Start of Supplied entries
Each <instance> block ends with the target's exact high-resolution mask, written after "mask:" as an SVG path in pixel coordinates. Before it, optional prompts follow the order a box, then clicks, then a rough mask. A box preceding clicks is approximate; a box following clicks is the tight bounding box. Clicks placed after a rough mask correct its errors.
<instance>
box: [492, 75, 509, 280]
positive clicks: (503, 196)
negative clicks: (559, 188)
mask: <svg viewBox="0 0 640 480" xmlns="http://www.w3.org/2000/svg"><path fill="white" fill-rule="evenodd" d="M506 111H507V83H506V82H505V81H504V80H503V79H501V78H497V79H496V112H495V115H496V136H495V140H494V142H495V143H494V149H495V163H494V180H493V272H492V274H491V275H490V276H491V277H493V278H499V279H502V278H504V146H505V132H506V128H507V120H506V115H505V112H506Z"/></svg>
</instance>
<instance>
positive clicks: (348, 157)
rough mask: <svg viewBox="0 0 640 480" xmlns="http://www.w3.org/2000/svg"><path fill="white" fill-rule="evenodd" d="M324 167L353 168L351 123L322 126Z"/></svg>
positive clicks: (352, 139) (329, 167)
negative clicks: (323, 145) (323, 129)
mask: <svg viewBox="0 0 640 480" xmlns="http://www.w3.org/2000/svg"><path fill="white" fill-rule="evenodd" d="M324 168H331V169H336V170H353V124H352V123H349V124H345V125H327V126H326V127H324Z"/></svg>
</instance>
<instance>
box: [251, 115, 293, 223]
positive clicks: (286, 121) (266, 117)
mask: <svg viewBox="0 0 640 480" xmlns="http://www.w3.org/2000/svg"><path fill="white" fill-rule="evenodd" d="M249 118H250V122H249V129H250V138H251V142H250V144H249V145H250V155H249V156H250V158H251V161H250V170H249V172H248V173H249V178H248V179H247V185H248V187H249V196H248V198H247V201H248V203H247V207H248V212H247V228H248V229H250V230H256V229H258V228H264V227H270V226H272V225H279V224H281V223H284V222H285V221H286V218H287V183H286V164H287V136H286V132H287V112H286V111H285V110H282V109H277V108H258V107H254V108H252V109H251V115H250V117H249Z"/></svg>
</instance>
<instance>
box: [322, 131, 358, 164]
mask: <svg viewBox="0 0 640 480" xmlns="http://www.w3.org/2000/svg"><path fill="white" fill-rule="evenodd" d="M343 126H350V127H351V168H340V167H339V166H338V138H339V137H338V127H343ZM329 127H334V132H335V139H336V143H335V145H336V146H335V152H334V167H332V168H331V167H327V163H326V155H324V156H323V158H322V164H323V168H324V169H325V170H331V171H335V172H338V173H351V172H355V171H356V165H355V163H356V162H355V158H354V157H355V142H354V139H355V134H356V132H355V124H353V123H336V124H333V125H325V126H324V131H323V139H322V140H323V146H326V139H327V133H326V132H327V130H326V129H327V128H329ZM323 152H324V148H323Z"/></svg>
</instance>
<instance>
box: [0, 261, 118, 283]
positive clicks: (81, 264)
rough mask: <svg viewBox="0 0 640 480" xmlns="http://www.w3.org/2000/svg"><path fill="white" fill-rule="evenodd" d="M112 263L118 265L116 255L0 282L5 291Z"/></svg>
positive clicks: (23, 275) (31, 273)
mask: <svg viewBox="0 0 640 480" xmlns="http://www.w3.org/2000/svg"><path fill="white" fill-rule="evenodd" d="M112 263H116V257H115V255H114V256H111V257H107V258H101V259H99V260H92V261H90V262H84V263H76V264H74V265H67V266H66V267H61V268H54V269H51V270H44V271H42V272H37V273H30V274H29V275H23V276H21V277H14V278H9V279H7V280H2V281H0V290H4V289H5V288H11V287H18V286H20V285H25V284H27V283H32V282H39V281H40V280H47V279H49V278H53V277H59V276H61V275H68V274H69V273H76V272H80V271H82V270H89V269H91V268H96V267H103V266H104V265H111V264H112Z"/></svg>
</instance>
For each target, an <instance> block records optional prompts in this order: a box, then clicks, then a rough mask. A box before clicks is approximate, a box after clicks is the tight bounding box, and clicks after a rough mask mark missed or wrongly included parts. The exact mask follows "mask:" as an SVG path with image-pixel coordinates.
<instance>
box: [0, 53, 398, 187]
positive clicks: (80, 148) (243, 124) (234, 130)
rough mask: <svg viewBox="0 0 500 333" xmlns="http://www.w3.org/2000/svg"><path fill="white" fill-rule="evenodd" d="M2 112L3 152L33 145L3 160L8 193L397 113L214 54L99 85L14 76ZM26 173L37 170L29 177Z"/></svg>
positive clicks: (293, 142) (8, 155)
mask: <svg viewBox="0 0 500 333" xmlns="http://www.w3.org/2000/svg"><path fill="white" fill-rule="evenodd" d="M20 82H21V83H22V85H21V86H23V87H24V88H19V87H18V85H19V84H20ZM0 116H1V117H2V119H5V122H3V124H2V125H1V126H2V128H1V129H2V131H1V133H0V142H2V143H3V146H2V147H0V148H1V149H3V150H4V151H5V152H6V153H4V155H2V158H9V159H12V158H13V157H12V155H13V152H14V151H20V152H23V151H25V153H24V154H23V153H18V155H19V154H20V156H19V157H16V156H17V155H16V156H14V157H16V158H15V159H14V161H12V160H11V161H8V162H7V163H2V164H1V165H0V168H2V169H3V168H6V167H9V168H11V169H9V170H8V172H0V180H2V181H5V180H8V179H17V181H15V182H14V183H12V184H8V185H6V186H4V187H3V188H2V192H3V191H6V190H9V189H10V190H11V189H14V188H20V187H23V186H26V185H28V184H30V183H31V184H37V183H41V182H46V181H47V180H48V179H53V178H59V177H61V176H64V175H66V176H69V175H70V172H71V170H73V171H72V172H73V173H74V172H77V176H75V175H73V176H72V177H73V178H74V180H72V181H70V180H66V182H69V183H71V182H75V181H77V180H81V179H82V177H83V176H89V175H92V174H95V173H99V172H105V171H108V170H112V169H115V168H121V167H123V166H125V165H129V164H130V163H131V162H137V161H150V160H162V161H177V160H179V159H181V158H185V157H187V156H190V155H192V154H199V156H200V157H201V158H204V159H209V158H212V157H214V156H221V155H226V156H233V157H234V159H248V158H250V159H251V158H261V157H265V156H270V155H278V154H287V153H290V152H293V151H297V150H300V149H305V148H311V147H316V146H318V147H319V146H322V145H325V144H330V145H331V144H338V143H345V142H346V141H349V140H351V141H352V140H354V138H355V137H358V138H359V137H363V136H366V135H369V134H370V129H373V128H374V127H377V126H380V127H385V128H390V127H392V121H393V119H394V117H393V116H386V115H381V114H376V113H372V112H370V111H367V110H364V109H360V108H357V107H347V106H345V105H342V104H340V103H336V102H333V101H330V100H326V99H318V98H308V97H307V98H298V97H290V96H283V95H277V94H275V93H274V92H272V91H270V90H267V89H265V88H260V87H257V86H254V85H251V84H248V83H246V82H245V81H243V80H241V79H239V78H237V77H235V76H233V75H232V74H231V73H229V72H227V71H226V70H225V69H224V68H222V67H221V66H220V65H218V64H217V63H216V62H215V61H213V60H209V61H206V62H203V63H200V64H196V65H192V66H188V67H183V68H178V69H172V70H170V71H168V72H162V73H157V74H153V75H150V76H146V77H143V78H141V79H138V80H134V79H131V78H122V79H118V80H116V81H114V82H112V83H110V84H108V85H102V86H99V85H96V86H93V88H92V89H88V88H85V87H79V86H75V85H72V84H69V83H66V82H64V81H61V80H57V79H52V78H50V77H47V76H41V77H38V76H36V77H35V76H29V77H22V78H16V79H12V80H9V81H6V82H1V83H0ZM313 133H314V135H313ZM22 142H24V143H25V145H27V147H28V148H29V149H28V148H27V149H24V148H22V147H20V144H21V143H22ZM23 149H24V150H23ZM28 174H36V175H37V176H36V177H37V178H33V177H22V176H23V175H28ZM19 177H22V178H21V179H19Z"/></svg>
End of Supplied entries
= Directions =
Of the entries above, repeat exactly the lines from the line with "263L118 265L116 255L0" through the line with "112L3 152L33 145L3", both of them included.

= Written answer =
rough mask: <svg viewBox="0 0 640 480" xmlns="http://www.w3.org/2000/svg"><path fill="white" fill-rule="evenodd" d="M112 263L118 265L116 255L0 282L5 291Z"/></svg>
positive clicks: (23, 275) (31, 273)
mask: <svg viewBox="0 0 640 480" xmlns="http://www.w3.org/2000/svg"><path fill="white" fill-rule="evenodd" d="M112 263H116V257H115V255H114V256H111V257H107V258H101V259H99V260H92V261H90V262H84V263H76V264H74V265H67V266H66V267H61V268H54V269H51V270H44V271H42V272H37V273H30V274H29V275H23V276H21V277H14V278H9V279H7V280H2V281H0V290H4V289H5V288H11V287H18V286H20V285H25V284H27V283H32V282H39V281H40V280H47V279H49V278H53V277H59V276H61V275H68V274H69V273H76V272H80V271H82V270H89V269H91V268H96V267H103V266H104V265H111V264H112Z"/></svg>
</instance>
For each target, an <instance> block records optional prompts in this order: a box, then clicks, then a rough mask. A box before clicks is approximate, a box after clicks is the tight bounding box, and clicks after a rough mask mark missed or wrongly included parts. The exact mask follows "mask:" as an SVG path with image-pixel coordinates.
<instance>
box: [0, 53, 398, 187]
positive clicks: (80, 148) (243, 124) (234, 130)
rough mask: <svg viewBox="0 0 500 333" xmlns="http://www.w3.org/2000/svg"><path fill="white" fill-rule="evenodd" d="M2 112L3 152L33 145L3 160L8 193L397 113L214 54L99 85L14 76ZM26 173L37 170L29 177Z"/></svg>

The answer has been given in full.